## Exercice écrit A
Indiquez si chacune des affirmations suivantes concorde avec l'extrait d'entretien, en répondant par oui ou par non et en citant les mots décisifs du texte : (i) Michel Mercier embrasse l'interlocuteur au Palais des Sports lors d'un meeting de François Bayrou. (ii) À l'époque évoquée, l'UDF et l'UMP présentaient une liste commune. (iii) La réponse précise qu'on était déjà au deuxième tour.
## Exercice écrit B
D'après l'extrait d'entretien, lors de quel événement Michel Mercier embrasse-t-il l'interlocuteur au Palais des Sports ?
## Exercice écrit C
Prolongez l'extrait d'entretien à partir de sa dernière phrase.

## Texte du document
**********

Six ans plus tard, le même Michel Mercier vous embrasse au Palais des Sports lors du meeting de François Bayrou... Vous n'avez pas l'impression qu'on vous manipule ?

Évidemment, je m'appelle Azouz Begag... Je ne peux pas être un homme libre et autonome, si je fais quelque chose c'est que je suis manipulé... Vous êtes mal informé ! C'est moi qui suis parti de cette confusion de la droite car je sentais que ça n'allait pas, je sentais que ce n'était pas sérieux.

 

À l'époque, il y a une liste UDF, une liste UMP et une liste milloniste. Ne refaites pas l'histoire... C'était bien cloisonné, on n'était pas encore au deuxième tour.

**********

## Informations affichées
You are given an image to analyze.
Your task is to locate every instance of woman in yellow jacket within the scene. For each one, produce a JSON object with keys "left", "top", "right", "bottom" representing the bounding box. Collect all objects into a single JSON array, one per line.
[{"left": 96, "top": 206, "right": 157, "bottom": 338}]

**********

## Corrigé A
(i) Oui : « le même Michel Mercier vous embrasse au Palais des Sports lors du meeting de François Bayrou ».
(ii) Non : « il y a une liste UDF, une liste UMP et une liste milloniste ».
(iii) Non : « on n'était pas encore au deuxième tour ».

## Corrigé B
Lors du meeting de François Bayrou.

## Corrigé C
On avait déjà l'impression que Charles Millon allait faire la différence et que c'était déjà perdu. Je suis désolé, mais personne ne m'a viré, c'est moi qui suis parti. J'ai toujours été un homme libre, quand je décide un mois avant la fin de ma mission gouvernementale de publier mon livre, dans lequel je raconte un des traits de visage de Monsieur Sarkozy, c'est un homme libre qui le fait. Quand je décide de rejoindre Monsieur Bayrou, c'est moi qui le fais ! Quand je décide en novembre 2005 de m'opposer dans les médias à la sémantique guerrière du ministre de l'Intérieur, c'est moi qui le fais ! Vous pouvez imaginer un instant que les individus comme moi peuvent être libres et décider seuls de leur avenir sans être manipulés ?

 

Il faut dire qu'entre temps, vous avez été nommé en juin 2005 ministre chargé de la Promotion de l'égalité des chances. Quand vous leur annoncez la nouvelle, vos proches pensent que c'est encore l'une de vos blagues !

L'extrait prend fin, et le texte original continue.